- [WORK TASK 1]:
Write out the stretch of the notes on healthcare AI from "Security issues show" through "feedback loops exist.", word for word.
- [WORK TASK 2]:
List every main blocker that BVP's data points to, according to the notes on healthcare AI.
[[ EXTRACT TO READ, beginning ]]
- Published on
What I'm Learning as a Healthcare CTO: Implementing AI Without Fantasy
- Authors
- Name
- Dvir Segev
I'm collecting the things I'm learning as the CTO of a healthcare startup. These are practical notes from implementing AI with real teams—what works, what quietly derails momentum, and what actually compounds. The moment is real: recent research from Bessemer, AWS, and Bain finds AI is now a top priority across healthcare, but only ~30% of pilots reach production due to security, data readiness, integrations, and limited in‑house expertise—while budgets and co‑development are rising. See the Healthcare AI Adoption Index for context.
Why So Many Healthcare Teams Stay in “Pilot Mode”
BVP’s data points to four main blockers: security, in-house expertise, costly integrations, and AI-ready data. From what I’ve seen, those aren’t separate problems—they’re all symptoms of the same truth: AI is easy to use, but hard to build.
Most teams approach AI like a tool you plug in, not a system you have to engineer. They can spin up a demo in days—but turning that demo into something reliable, compliant, and integrated takes months of unglamorous work. That’s where momentum stalls.
Security issues show up when nobody owns the data flow. Integration pain comes from keeping AI detached from real workflows. “Lack of expertise” happens when teams expect generalists to run production AI without the right tools or processes. And “data readiness” problems? They’re what you get when the plumbing is missing and no feedback loops exist.
[[ EXTRACT TO READ, end ]]
[[ DATA EXCERPTS, beginning ]]
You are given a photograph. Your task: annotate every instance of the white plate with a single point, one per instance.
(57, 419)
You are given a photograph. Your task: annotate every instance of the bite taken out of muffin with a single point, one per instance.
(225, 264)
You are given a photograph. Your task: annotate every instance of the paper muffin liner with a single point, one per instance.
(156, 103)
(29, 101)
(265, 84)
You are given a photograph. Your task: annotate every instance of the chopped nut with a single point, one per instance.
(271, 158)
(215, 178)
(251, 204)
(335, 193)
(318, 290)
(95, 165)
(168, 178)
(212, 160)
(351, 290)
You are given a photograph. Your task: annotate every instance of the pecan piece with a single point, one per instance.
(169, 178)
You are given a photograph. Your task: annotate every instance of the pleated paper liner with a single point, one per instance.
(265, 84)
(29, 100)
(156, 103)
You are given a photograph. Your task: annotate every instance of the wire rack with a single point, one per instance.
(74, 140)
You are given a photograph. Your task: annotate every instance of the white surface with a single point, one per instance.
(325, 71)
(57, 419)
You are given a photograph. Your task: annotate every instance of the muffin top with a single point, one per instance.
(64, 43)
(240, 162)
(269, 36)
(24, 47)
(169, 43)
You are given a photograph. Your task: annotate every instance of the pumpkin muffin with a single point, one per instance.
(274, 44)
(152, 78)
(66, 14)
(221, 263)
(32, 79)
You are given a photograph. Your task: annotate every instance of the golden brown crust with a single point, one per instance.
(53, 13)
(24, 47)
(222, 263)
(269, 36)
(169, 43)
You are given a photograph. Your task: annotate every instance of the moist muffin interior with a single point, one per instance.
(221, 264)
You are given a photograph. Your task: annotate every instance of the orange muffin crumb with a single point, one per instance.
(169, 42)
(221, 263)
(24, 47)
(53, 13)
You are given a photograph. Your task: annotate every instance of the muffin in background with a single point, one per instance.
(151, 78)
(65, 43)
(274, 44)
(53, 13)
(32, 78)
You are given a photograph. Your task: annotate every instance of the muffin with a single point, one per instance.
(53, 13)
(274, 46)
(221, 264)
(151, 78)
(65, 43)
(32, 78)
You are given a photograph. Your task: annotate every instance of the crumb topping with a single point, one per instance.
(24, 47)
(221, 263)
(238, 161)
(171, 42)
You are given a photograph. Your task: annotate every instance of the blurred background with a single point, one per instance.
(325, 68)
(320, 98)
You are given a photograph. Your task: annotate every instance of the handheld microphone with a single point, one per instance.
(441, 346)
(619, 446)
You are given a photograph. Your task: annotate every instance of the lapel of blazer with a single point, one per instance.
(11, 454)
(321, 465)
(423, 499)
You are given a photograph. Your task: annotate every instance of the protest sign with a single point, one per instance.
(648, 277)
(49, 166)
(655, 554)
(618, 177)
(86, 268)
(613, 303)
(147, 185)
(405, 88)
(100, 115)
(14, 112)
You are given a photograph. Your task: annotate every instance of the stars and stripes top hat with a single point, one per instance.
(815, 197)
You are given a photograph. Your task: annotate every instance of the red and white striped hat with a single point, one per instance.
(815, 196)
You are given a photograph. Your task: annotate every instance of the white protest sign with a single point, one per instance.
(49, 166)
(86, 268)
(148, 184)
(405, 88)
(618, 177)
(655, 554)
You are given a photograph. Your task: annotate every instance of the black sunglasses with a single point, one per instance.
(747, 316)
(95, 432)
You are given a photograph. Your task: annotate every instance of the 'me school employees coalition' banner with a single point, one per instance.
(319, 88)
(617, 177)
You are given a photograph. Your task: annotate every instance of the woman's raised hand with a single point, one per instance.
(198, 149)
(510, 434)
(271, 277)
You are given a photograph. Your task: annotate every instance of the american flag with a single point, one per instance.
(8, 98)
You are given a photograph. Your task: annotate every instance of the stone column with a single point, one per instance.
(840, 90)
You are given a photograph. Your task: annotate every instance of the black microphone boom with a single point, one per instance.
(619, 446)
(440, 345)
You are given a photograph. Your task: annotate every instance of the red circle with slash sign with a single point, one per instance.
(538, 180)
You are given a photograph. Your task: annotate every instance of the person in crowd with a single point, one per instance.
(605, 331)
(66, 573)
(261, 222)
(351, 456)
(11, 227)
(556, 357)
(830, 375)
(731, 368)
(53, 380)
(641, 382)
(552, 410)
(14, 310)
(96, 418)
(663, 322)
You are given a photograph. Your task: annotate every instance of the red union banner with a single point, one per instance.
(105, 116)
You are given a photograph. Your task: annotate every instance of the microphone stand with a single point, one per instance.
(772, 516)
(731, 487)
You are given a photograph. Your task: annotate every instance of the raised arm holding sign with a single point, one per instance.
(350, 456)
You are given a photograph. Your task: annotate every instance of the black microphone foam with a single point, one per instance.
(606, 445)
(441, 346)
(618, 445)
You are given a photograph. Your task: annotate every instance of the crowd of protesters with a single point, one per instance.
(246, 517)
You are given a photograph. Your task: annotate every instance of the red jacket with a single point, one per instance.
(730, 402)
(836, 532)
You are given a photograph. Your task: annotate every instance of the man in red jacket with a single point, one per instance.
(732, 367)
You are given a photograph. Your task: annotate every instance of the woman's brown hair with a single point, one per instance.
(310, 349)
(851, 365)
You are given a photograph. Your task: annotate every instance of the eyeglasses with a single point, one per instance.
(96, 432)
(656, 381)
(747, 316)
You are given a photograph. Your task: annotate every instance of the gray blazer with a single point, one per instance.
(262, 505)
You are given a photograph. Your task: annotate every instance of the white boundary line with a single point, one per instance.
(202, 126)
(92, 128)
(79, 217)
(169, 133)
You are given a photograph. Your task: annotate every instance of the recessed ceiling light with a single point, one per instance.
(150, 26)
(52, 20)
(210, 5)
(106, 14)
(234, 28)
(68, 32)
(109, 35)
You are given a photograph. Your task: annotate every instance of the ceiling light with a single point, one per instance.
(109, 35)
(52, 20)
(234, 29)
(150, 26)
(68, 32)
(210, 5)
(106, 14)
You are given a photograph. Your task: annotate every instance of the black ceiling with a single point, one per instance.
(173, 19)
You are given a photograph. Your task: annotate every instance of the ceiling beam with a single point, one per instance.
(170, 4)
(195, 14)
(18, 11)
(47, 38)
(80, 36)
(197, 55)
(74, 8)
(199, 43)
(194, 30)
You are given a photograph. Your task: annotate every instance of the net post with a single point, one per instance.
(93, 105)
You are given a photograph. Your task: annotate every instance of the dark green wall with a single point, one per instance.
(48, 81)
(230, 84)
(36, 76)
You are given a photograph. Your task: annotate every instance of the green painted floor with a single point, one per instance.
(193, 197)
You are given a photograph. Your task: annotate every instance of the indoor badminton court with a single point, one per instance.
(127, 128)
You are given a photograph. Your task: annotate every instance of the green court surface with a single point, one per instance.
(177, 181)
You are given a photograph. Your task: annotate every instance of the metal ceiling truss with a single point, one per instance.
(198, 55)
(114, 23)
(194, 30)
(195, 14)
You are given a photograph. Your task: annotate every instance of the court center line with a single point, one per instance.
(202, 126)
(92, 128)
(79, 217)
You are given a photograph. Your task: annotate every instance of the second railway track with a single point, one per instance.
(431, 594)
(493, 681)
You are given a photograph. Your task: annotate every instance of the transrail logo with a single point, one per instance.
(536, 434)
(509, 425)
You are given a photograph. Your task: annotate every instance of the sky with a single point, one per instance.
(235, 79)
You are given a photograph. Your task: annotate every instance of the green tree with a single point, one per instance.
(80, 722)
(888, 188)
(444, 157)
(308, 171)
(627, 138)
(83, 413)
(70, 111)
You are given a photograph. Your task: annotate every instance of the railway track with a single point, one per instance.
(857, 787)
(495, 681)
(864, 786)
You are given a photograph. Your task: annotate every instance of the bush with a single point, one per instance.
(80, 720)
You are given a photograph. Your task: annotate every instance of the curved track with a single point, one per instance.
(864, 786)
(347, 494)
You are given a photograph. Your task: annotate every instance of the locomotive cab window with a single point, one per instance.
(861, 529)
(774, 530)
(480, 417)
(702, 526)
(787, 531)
[[ DATA EXCERPTS, end ]]
- [RESPONSE 1]:
Security issues show up when nobody owns the data flow. Integration pain comes from keeping AI detached from real workflows. “Lack of expertise” happens when teams expect generalists to run production AI without the right tools or processes. And “data readiness” problems? They’re what you get when the plumbing is missing and no feedback loops exist.

- [RESPONSE 2]:
- Security
- In-house expertise
- Costly integrations
- AI-ready data